What you are asked to do - Please print every record below exactly as it reads.

Data for the task -

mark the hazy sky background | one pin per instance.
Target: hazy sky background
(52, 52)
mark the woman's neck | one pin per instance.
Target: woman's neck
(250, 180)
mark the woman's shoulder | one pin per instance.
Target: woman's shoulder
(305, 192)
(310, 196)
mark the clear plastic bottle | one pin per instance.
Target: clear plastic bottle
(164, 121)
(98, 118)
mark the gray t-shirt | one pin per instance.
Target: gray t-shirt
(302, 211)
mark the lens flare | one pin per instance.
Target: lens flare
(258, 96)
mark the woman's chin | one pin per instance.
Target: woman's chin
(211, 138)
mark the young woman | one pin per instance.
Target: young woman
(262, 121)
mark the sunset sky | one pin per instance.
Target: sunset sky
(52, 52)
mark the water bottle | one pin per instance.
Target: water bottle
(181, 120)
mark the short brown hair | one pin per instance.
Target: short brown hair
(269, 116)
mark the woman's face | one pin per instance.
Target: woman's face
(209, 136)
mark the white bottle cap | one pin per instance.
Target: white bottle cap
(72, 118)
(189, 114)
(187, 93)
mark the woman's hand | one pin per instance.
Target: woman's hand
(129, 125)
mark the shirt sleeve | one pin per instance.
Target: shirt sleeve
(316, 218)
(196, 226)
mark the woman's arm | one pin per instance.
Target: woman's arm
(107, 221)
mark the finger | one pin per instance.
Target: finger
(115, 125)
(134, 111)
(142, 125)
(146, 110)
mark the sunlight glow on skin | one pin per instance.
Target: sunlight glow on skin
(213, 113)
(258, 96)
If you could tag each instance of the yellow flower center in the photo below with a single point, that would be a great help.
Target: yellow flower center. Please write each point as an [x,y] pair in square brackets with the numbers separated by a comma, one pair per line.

Your solution -
mark the hazy sky background | one pin per instance.
Target: hazy sky background
(52, 52)
mark the woman's neck | one pin per instance.
Target: woman's neck
(250, 180)
mark the woman's shoulder | one pin per instance.
Target: woman's shoulder
(305, 192)
(310, 196)
mark the clear plastic bottle | one pin per instance.
Target: clear plastic bottle
(164, 121)
(98, 118)
mark the gray t-shirt | one pin per instance.
Target: gray t-shirt
(302, 211)
mark the lens flare | one pin per instance.
Target: lens flare
(258, 96)
mark the woman's chin | one pin per instance.
Target: woman's chin
(211, 138)
mark the young woman | one pin per instance.
Target: young woman
(262, 121)
mark the sunset sky | one pin per instance.
Target: sunset sky
(52, 52)
mark the water bottle | one pin per instance.
Target: water bottle
(181, 120)
mark the short brown hair | one pin per instance.
Target: short brown hair
(269, 116)
mark the woman's face | one pin per instance.
Target: woman's face
(209, 136)
mark the white bottle cap | one pin per instance.
Target: white bottle cap
(72, 118)
(189, 114)
(187, 93)
mark the woman's hand | one pin per instance.
Target: woman's hand
(129, 125)
mark the shirt sleeve | one pin per instance.
Target: shirt sleeve
(316, 218)
(196, 226)
mark the woman's arm | one pin per instance.
Target: woman's arm
(107, 221)
mark the finger | one pin per instance.
Target: finger
(115, 125)
(134, 111)
(142, 125)
(146, 110)
mark the sunlight glow on skin | one pin per instance.
Target: sunlight glow on skin
(213, 113)
(258, 96)
If you could tag each instance of the yellow flower center in the photo below with a single point, that would be a great help.
Target: yellow flower center. Please write each point as an [x,y] pair in square brackets with the numbers separated by a comma, one pair per line.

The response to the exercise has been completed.